====== Conjunto de ítems
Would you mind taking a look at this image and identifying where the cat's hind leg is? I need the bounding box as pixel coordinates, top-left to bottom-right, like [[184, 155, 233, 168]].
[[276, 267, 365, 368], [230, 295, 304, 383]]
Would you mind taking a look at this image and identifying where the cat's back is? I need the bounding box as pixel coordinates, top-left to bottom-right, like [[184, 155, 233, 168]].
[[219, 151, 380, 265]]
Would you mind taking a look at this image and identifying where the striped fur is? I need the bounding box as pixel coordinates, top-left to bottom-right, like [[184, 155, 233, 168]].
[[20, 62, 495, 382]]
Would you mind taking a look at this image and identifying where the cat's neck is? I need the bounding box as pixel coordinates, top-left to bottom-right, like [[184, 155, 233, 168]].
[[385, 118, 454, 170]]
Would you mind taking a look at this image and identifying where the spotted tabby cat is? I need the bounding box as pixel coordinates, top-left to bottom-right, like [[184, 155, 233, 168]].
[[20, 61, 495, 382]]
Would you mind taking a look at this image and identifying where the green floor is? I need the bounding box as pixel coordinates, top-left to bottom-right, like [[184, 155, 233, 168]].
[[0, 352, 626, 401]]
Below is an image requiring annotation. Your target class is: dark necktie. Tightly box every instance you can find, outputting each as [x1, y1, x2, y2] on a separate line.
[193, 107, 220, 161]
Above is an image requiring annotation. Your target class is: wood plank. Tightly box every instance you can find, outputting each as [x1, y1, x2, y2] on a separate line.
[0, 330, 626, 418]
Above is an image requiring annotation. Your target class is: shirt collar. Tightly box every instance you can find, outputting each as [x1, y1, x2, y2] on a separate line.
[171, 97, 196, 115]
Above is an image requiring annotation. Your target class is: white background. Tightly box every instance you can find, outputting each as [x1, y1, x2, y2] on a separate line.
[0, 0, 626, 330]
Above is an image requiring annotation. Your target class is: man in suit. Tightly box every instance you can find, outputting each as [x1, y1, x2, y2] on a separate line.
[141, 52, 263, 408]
============
Presenta como lista numerada las líneas de los ítems comprendidas desde el inicio hasta la línea que contiene "[0, 330, 626, 418]", ambas incluidas. Omite las líneas en blanco.

Respuesta completa:
1. Would you mind taking a look at this image and identifying where the cat's hind leg is? I need the bounding box as pixel coordinates, top-left to bottom-right, like [[184, 155, 233, 168]].
2. [[276, 267, 365, 368], [230, 295, 304, 383]]
3. Would you mind taking a look at this image and identifying where the cat's back is? I need the bounding box as pixel coordinates, top-left to bottom-right, like [[184, 155, 233, 168]].
4. [[219, 151, 380, 265]]
5. Would you mind taking a look at this image and identifying where the striped fur is? I need the bounding box as pixel coordinates, top-left to bottom-right, like [[184, 155, 233, 168]].
6. [[20, 62, 495, 382]]
7. Would you mind taking a look at this image and identifying where the cat's neck is? I need the bounding box as pixel coordinates, top-left to bottom-right, like [[184, 155, 233, 168]].
8. [[385, 118, 454, 170]]
9. Would you mind taking a look at this image and identifying where the spotted tabby cat is? I need the bounding box as pixel coordinates, top-left to bottom-right, like [[184, 155, 233, 168]].
10. [[20, 61, 495, 382]]
11. Would you mind taking a look at this image and identifying where the green floor is? I need the bounding box as pixel coordinates, top-left to bottom-right, like [[184, 155, 233, 168]].
12. [[0, 352, 626, 401]]
13. Below is an image requiring annotation. Your target class is: dark necktie. Tightly box every instance you can find, outputting each as [x1, y1, x2, y2] on a separate line.
14. [193, 107, 220, 161]
15. Above is an image requiring annotation. Your target class is: wood plank. Tightly box every instance you can find, outputting each as [x1, y1, x2, y2] on a separate line.
16. [0, 330, 626, 418]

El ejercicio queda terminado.